**Brief**
Restate the whole of the data below word for word, skipping the images.
Segment Start: Records supplied
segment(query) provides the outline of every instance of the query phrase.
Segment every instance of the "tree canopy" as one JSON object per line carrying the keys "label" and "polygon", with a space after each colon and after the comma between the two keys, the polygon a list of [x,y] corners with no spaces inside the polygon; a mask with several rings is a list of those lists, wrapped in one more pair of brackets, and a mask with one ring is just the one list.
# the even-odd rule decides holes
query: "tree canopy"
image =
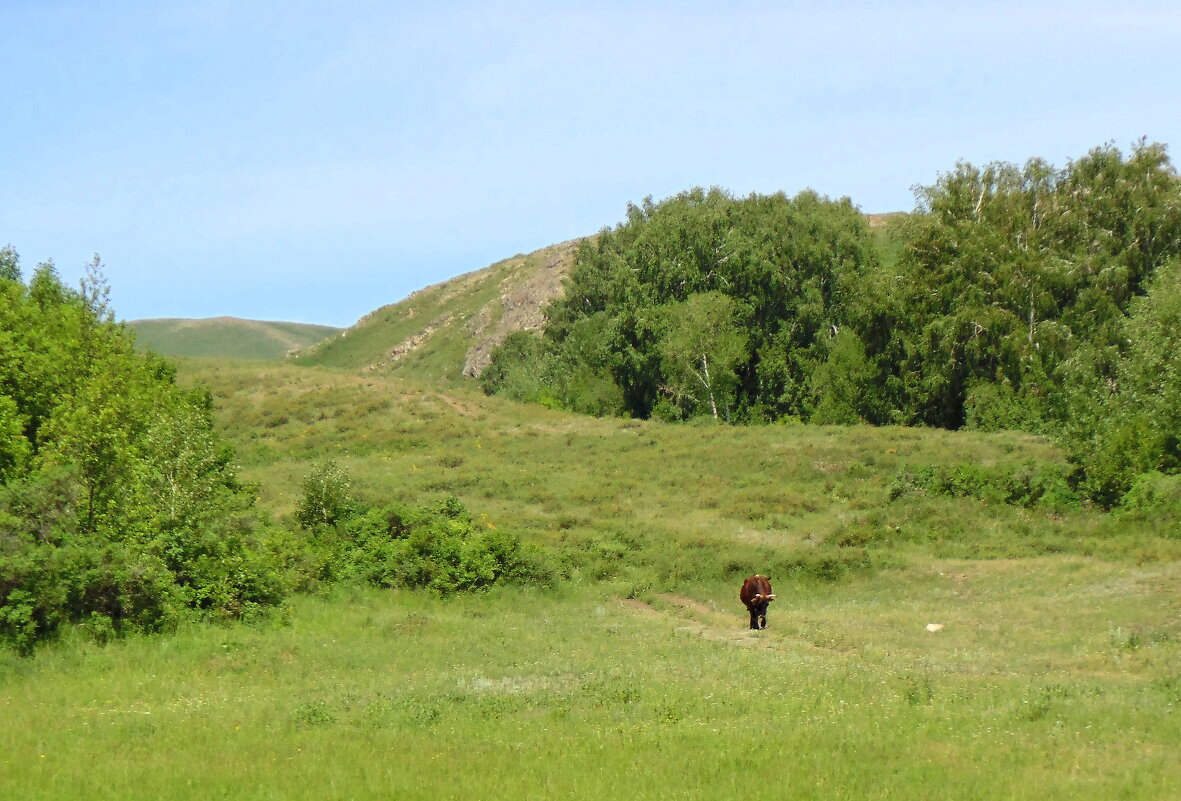
{"label": "tree canopy", "polygon": [[1181,185],[1159,145],[1057,170],[959,164],[918,198],[857,321],[900,422],[1047,430],[1069,415],[1064,363],[1116,345],[1132,299],[1181,254]]}
{"label": "tree canopy", "polygon": [[[519,385],[515,372],[548,375],[544,390],[516,396],[563,398],[571,394],[568,376],[581,374],[584,385],[617,388],[613,413],[683,418],[713,414],[720,401],[734,422],[807,416],[810,375],[843,324],[842,298],[875,259],[865,221],[847,199],[814,192],[739,199],[721,189],[648,198],[580,246],[565,295],[548,310],[546,344],[537,352],[566,369],[547,372],[519,359],[509,365],[506,347],[485,387]],[[720,328],[706,363],[724,357],[699,396],[690,388],[700,379],[686,380],[688,361],[673,356],[687,357],[689,320],[708,314]],[[577,408],[577,393],[563,405]]]}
Segment End: Records supplied
**Result of the exercise**
segment(query) provides the outline of every instance of the query phrase.
Segment every instance of the "tree canopy" as one JSON object per line carrying the keys "label" and "polygon", with a space after each colon and after the comma between the two keys, the polygon a list of [x,y] corners with no spaces inside the polygon; a mask with several rings is a list of those lists, wrapped in one more pair of brackets, and a mask with one ring is just the one list.
# the even-odd rule decides holes
query: "tree canopy"
image =
{"label": "tree canopy", "polygon": [[1181,185],[1159,145],[1057,170],[959,164],[918,198],[857,321],[900,422],[1047,430],[1069,415],[1064,363],[1116,345],[1132,299],[1181,254]]}
{"label": "tree canopy", "polygon": [[[519,385],[515,372],[548,375],[544,390],[516,396],[563,398],[571,394],[568,376],[581,374],[584,385],[617,388],[613,413],[683,418],[713,414],[720,401],[734,422],[807,416],[810,375],[843,324],[842,298],[875,259],[865,221],[847,199],[814,192],[739,199],[721,189],[648,198],[580,246],[565,295],[548,310],[546,344],[537,352],[566,369],[547,372],[519,359],[509,365],[506,347],[485,387]],[[720,328],[706,363],[724,357],[699,396],[690,388],[700,379],[686,380],[688,361],[673,356],[687,357],[689,320],[708,314]],[[577,408],[577,393],[563,405]]]}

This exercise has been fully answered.